:: Vorliegender Text ::
* * * * *

Vorneweg und ehrlich gesagt: Die fünfziger Jahre haben eine schlechte Presse. Unseren heutigen Meinungsathleten gelten sie als finstere Vor-Zeit der glorreichen 68er Umbrüche, als die Epoche, in der die CDU absolute Mehrheiten gewann, in der sich die alten Nazis noch verstecken konnten und in der der Kuppeleiparagraph die Liebespaare ängstige, die sich in der elterlichen Wohnung trafen. Aber es war auch die Zeit, in der es keine Massenkriminalität gab, keine Massenscheidungen, keine überbordenden Staatsschulden, keinen islamistischen Terror und keine s*** storms gegen jeden, der von der politischen Korrektness abwich. Nur langsam beginnt sich bei einigen die Einsicht durchzusetzen, dass diese Zeit wohl anders war, aber bestimmt nicht schlechter als das, was wir gegenwärtig erleben.
In diese Andersartigkeit der Fünfziger Jahre zurück führt das vorliegende Buch, in dem sich Botho Strauß, der am 2. Dezember 2014 siebzig Jahre alt wird, seiner „Herkunft“ versichert. Für den etwas älteren Leser, der noch eigene Erinnerungen die Fünfziger Jahre besitzt, ist die Wiederbegegnung mit dieser Zeit ein berührendes Erlebnis, ein Wiedersehen mit so vielen Details, die nur noch als Gesten und Gefühle und nicht mehr als Worte gegenwärtig waren und die man nun wiedererkennt. Soweit der erste Eindruck.

* * * * *

:: Vorliegende Daten ::
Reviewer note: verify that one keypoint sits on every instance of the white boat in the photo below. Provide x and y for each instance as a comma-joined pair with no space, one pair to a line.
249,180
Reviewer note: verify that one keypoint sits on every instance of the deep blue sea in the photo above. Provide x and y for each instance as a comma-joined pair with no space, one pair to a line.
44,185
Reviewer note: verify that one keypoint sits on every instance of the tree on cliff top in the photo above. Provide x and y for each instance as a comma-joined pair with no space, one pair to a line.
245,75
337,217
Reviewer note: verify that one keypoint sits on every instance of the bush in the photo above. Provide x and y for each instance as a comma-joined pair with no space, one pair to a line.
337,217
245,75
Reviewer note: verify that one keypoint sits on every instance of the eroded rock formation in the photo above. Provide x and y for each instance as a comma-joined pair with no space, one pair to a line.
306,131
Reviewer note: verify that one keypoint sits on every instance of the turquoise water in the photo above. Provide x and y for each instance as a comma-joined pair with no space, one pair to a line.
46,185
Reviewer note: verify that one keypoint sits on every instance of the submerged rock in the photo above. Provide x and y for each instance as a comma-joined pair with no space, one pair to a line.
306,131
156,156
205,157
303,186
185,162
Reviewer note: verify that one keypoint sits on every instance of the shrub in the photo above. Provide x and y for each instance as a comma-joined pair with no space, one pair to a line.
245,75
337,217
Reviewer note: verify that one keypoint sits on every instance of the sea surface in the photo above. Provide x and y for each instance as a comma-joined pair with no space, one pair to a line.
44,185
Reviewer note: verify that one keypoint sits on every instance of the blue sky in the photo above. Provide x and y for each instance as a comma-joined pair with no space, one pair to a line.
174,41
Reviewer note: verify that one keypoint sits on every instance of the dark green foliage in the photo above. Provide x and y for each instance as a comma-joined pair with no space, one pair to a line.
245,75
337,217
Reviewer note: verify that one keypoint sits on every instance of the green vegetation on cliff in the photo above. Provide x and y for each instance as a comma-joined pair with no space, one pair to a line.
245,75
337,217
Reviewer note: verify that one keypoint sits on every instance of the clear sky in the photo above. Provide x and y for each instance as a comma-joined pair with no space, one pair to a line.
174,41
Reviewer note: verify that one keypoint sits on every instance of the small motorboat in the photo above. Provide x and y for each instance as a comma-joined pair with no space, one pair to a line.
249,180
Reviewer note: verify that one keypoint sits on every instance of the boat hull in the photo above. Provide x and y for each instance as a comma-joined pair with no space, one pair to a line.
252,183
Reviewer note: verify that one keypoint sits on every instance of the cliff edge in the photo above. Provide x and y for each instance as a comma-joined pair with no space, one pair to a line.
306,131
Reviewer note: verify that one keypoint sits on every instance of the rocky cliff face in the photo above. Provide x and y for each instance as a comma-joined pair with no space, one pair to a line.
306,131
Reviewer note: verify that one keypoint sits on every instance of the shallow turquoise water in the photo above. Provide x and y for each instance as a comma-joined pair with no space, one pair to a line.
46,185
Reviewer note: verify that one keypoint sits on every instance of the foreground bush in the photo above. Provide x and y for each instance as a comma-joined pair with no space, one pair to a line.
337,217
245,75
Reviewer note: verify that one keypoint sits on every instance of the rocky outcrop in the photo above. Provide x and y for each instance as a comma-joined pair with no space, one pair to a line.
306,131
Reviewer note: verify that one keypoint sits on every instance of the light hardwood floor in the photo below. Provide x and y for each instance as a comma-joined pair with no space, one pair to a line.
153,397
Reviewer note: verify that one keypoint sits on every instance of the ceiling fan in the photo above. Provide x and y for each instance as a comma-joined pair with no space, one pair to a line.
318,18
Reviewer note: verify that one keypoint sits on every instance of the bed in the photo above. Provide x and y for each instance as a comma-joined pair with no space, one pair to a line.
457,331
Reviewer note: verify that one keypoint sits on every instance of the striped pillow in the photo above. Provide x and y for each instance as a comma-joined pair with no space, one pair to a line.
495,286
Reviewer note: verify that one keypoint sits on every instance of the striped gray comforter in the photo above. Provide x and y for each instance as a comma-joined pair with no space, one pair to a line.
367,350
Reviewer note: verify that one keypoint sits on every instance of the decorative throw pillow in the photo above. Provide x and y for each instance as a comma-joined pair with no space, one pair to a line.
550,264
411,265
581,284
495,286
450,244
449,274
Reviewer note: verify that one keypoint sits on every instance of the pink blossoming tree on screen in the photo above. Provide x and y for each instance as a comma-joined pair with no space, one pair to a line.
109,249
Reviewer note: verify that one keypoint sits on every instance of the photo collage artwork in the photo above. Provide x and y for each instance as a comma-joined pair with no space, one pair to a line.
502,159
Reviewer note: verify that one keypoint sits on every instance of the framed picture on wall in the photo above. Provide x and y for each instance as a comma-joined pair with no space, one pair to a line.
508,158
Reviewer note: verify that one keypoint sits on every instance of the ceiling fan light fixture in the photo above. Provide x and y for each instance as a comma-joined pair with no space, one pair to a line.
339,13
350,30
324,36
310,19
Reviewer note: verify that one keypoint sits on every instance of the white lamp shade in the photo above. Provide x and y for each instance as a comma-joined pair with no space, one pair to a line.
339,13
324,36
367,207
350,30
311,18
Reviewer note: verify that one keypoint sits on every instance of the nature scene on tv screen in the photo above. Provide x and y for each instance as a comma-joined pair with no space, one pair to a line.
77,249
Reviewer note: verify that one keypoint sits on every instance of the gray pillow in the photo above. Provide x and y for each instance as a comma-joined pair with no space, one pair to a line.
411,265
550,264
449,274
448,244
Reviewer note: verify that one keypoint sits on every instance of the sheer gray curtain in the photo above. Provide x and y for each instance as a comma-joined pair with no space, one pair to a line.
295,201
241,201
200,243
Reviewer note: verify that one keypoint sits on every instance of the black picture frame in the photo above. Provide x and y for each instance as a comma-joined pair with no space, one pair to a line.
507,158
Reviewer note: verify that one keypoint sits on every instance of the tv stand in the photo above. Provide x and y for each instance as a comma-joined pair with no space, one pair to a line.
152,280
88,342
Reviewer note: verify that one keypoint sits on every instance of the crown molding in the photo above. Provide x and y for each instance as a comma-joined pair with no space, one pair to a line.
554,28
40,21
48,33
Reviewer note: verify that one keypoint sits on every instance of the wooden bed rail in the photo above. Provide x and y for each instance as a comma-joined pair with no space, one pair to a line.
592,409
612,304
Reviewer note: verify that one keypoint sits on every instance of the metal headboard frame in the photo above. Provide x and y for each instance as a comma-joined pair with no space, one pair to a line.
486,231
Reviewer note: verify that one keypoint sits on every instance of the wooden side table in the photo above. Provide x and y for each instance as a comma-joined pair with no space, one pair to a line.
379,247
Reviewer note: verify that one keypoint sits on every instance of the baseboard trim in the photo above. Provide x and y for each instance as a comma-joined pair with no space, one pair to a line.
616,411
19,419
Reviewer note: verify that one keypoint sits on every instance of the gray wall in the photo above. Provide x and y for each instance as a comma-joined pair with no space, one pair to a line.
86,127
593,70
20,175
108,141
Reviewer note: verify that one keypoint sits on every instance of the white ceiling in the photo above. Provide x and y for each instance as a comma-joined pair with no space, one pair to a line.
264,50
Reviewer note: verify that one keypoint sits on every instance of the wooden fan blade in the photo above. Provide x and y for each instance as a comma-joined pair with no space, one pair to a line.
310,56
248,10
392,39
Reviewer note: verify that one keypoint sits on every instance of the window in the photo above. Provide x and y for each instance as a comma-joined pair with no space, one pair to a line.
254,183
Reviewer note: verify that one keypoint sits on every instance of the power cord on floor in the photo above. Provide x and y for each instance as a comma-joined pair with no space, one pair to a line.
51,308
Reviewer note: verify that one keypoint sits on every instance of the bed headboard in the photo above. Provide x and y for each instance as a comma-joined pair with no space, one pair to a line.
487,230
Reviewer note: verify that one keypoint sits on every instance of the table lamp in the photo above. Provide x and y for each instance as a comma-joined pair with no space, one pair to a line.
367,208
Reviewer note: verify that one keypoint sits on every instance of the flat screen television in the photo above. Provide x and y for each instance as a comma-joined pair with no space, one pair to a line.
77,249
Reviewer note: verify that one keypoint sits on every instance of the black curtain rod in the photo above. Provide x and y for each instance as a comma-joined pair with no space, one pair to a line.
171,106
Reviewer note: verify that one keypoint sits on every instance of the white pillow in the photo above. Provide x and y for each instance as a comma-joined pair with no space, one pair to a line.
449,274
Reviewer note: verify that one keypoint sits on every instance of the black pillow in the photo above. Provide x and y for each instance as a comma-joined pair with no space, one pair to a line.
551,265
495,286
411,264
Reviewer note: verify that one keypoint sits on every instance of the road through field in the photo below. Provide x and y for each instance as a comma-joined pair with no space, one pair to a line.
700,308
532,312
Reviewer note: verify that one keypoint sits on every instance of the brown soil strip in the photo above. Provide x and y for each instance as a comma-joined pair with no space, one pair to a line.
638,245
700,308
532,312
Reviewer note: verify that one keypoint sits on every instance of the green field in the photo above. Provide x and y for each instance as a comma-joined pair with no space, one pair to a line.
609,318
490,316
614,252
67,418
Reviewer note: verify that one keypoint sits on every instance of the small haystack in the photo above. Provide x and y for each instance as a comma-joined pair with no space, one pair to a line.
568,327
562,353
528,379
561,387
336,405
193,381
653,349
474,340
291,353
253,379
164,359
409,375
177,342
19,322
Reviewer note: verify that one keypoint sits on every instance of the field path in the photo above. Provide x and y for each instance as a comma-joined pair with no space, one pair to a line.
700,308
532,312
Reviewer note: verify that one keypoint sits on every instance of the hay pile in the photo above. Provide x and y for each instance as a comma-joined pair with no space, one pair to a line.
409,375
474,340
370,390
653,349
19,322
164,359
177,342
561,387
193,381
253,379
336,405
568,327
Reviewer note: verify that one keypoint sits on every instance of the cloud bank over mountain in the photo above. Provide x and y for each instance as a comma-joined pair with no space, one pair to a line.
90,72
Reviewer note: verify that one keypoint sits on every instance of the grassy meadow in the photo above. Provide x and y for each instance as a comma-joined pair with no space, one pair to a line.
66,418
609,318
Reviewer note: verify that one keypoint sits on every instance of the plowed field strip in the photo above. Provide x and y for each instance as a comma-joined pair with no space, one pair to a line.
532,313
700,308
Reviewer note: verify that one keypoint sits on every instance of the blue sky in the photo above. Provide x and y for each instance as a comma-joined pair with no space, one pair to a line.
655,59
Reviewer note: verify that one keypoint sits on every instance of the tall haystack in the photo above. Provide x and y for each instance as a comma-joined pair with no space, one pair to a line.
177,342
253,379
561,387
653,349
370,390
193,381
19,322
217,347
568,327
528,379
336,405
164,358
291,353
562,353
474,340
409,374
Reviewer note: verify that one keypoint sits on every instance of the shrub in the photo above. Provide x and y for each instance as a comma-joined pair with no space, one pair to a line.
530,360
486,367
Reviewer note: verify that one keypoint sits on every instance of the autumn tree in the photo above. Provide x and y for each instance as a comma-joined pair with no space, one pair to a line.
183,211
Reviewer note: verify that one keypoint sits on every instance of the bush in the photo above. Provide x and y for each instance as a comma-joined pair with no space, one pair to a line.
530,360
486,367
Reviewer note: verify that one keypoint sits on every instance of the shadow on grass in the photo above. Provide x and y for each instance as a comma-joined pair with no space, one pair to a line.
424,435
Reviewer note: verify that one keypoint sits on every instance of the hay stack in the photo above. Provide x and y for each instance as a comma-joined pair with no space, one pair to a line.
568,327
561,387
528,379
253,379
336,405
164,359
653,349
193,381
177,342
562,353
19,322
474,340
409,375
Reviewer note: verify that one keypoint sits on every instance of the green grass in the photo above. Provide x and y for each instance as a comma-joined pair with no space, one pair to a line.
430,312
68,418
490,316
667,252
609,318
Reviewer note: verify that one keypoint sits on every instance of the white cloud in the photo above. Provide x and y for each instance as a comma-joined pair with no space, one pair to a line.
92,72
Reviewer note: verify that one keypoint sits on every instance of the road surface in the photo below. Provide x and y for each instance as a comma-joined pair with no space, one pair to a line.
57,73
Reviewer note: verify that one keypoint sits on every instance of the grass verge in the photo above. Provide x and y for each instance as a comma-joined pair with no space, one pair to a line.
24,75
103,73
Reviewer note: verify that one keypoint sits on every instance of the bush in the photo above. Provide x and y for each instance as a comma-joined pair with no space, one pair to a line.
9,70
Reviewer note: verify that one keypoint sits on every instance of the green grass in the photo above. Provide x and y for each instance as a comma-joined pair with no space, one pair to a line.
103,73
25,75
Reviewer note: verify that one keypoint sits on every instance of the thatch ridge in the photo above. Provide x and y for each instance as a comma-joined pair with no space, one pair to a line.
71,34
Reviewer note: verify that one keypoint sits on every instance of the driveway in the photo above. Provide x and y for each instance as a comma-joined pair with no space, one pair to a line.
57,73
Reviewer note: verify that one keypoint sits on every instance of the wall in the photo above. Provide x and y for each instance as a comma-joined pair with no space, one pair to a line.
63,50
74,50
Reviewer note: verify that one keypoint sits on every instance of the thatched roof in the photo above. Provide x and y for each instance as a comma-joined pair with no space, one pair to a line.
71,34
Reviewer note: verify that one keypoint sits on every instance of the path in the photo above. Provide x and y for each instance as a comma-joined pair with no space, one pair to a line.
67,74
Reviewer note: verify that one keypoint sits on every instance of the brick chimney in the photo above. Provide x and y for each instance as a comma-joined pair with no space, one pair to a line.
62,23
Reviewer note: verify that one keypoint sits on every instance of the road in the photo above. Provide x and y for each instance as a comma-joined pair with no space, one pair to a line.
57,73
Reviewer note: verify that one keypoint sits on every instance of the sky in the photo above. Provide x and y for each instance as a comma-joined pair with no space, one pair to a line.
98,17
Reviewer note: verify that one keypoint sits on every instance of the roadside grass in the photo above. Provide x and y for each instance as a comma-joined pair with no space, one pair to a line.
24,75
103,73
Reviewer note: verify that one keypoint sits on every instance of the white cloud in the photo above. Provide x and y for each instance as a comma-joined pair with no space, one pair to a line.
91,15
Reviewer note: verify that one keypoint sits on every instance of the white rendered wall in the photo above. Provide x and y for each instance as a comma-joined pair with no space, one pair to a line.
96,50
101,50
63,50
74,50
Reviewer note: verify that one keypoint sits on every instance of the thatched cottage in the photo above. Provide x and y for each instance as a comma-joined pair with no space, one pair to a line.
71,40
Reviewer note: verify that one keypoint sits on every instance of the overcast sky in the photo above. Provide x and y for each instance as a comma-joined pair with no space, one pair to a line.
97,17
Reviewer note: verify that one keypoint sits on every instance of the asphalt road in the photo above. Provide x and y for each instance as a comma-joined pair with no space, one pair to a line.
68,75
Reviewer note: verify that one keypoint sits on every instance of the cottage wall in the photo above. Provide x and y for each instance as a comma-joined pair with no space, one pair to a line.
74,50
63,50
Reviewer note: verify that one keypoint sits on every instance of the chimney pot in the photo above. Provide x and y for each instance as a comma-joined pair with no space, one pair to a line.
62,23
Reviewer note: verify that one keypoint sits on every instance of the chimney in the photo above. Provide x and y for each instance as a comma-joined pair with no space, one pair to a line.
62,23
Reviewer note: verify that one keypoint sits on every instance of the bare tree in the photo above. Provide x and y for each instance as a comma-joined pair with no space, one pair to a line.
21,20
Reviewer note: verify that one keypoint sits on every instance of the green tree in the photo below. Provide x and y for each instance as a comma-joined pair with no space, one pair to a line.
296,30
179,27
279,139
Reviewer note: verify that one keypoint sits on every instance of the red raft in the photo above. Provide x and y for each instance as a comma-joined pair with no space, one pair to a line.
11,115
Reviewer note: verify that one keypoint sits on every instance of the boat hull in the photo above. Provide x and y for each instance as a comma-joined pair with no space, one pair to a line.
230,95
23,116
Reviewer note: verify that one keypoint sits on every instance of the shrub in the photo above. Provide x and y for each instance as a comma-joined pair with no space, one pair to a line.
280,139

* * * * *

:: Was zu tun ist ::
Gib aus dem Text über die fünfziger Jahre das Stück wortgetreu wieder, das bei „In diese Andersartigkeit“ beginnt und bei „der erste Eindruck.“ endet.

:: Lösung der Aufgabe ::
In diese Andersartigkeit der Fünfziger Jahre zurück führt das vorliegende Buch, in dem sich Botho Strauß, der am 2. Dezember 2014 siebzig Jahre alt wird, seiner „Herkunft“ versichert. Für den etwas älteren Leser, der noch eigene Erinnerungen die Fünfziger Jahre besitzt, ist die Wiederbegegnung mit dieser Zeit ein berührendes Erlebnis, ein Wiedersehen mit so vielen Details, die nur noch als Gesten und Gefühle und nicht mehr als Worte gegenwärtig waren und die man nun wiedererkennt. Soweit der erste Eindruck.